Extracted data entries
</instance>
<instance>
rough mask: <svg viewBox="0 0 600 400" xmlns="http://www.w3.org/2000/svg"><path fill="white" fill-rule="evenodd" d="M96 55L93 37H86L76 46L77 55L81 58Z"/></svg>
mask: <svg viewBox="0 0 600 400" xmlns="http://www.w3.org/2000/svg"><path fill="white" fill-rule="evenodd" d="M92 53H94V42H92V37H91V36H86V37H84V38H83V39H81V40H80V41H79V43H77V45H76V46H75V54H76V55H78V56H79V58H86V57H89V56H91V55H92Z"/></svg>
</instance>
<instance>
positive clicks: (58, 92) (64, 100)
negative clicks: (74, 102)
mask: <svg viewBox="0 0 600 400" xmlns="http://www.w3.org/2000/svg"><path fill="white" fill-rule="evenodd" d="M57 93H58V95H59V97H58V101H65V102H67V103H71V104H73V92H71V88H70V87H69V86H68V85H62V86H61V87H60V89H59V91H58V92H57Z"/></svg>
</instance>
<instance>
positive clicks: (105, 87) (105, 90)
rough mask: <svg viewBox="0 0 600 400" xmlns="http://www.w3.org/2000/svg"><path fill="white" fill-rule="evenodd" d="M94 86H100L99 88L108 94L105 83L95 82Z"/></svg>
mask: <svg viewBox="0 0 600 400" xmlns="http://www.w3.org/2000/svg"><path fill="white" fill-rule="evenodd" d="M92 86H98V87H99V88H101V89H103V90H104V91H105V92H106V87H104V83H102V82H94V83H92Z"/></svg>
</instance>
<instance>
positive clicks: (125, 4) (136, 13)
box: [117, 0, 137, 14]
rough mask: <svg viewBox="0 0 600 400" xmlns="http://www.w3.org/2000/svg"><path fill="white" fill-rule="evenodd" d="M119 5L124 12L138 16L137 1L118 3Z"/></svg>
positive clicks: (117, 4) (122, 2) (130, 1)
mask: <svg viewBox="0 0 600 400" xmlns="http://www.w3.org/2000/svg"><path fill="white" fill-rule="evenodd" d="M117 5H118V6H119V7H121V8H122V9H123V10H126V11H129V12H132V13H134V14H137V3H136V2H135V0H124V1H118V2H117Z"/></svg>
--
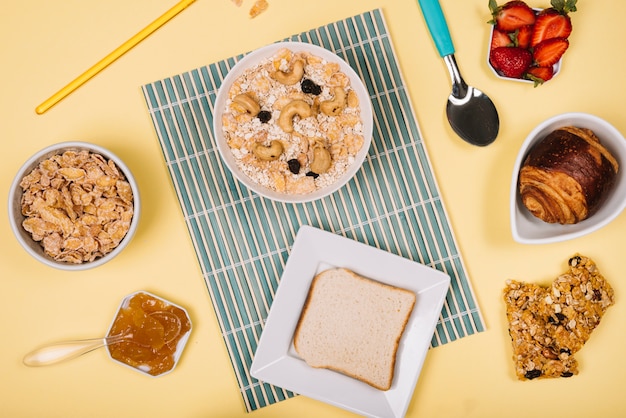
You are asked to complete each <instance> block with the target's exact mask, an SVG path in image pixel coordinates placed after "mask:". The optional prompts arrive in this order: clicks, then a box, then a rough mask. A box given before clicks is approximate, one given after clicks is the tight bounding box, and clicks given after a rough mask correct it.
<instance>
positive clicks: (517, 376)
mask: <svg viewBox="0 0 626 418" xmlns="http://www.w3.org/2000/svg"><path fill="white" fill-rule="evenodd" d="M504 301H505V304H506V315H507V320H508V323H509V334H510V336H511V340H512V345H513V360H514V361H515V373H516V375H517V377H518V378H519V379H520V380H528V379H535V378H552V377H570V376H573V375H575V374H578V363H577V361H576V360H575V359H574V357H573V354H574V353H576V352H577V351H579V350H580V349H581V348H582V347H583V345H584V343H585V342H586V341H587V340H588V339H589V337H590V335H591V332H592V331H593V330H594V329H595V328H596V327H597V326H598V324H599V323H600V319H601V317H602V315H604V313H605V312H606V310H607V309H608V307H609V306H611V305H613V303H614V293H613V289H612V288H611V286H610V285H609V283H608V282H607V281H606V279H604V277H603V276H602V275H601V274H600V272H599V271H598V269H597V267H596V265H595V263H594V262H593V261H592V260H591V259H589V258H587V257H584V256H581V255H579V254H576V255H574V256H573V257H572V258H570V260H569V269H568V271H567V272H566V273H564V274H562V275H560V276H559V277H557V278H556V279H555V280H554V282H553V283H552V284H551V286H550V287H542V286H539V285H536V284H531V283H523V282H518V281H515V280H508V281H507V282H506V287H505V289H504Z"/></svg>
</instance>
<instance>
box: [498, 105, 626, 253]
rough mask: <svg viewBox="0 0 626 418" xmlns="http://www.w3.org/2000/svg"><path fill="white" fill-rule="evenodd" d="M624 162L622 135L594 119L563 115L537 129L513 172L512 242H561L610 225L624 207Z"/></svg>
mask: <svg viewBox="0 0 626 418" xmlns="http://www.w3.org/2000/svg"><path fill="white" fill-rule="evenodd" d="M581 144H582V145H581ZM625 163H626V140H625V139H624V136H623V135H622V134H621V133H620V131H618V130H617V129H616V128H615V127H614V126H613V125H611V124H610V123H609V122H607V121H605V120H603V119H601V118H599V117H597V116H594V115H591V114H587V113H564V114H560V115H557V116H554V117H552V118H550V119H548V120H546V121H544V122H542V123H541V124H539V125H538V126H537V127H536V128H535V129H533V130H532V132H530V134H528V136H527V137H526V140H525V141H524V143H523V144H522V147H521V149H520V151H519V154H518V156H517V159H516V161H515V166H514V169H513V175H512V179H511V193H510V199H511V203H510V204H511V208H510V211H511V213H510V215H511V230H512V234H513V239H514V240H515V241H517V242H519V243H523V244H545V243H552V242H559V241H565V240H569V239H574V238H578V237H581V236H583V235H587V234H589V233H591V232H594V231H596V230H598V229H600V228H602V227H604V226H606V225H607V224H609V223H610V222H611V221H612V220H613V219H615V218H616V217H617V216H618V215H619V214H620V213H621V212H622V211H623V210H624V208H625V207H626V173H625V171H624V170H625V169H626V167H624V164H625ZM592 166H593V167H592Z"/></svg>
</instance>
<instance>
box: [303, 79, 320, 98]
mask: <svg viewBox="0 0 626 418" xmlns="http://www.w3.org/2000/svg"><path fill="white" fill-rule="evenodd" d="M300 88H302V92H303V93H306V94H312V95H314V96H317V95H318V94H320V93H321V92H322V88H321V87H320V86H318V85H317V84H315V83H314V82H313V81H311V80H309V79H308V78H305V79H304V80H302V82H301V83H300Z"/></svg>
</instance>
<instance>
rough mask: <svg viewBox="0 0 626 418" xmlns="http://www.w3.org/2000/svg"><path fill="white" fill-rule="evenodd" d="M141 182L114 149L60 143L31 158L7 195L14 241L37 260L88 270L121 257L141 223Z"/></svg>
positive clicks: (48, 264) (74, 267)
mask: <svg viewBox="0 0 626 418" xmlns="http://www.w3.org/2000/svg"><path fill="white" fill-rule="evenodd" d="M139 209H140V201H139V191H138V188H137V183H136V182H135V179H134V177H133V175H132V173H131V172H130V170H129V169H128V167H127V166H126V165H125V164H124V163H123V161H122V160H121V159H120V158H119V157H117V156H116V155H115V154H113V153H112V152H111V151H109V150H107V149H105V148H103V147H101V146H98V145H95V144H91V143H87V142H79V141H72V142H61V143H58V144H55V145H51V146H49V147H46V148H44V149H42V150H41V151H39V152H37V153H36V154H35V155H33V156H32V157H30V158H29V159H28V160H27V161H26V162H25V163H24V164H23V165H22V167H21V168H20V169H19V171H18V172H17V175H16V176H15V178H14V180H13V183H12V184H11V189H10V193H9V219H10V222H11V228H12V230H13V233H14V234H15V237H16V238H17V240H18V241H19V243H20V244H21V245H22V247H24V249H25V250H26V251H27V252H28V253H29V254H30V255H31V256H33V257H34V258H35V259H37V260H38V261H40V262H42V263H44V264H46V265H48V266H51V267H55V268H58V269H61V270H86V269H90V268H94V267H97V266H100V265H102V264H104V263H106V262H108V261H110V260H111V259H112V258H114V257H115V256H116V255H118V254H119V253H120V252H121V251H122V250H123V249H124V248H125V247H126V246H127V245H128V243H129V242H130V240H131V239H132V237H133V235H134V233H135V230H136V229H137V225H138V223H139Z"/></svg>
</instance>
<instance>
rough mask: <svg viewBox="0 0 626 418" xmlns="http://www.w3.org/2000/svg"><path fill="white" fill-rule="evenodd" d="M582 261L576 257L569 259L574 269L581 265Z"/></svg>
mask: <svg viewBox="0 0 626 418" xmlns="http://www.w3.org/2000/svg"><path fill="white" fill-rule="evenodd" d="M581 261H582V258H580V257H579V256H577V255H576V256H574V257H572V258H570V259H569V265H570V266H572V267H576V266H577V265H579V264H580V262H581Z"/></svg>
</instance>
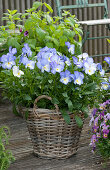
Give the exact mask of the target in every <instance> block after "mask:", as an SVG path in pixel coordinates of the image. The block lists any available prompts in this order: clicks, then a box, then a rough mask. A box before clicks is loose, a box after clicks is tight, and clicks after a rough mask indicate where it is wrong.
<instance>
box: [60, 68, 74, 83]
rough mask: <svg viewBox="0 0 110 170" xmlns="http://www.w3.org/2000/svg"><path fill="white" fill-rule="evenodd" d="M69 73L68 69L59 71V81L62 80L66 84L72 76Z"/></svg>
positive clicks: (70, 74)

- [WORK INSTRUCTIONS]: The result should be an exact copy of only the lines above from the one that holds "261L576 257L569 259L574" through the one that holds "Give the exact", both ends included, without pictures.

- [ANSWER BELOW]:
rough mask: <svg viewBox="0 0 626 418" xmlns="http://www.w3.org/2000/svg"><path fill="white" fill-rule="evenodd" d="M582 261L576 257L569 259L574 269L581 265Z"/></svg>
mask: <svg viewBox="0 0 626 418" xmlns="http://www.w3.org/2000/svg"><path fill="white" fill-rule="evenodd" d="M581 261H582V258H580V257H579V256H577V255H576V256H574V257H572V258H570V259H569V265H570V266H572V267H576V266H577V265H579V264H580V262H581Z"/></svg>
</instance>
Give the exact mask of the target in every <instance> block after "mask:", as an SVG path in pixel coordinates of the image. The block lists any available prompts in this order: clicks, then a box, then a rough mask. A box before clicks is loose, a box after clicks is tight, and clicks after a rough mask indicate where it is wrong.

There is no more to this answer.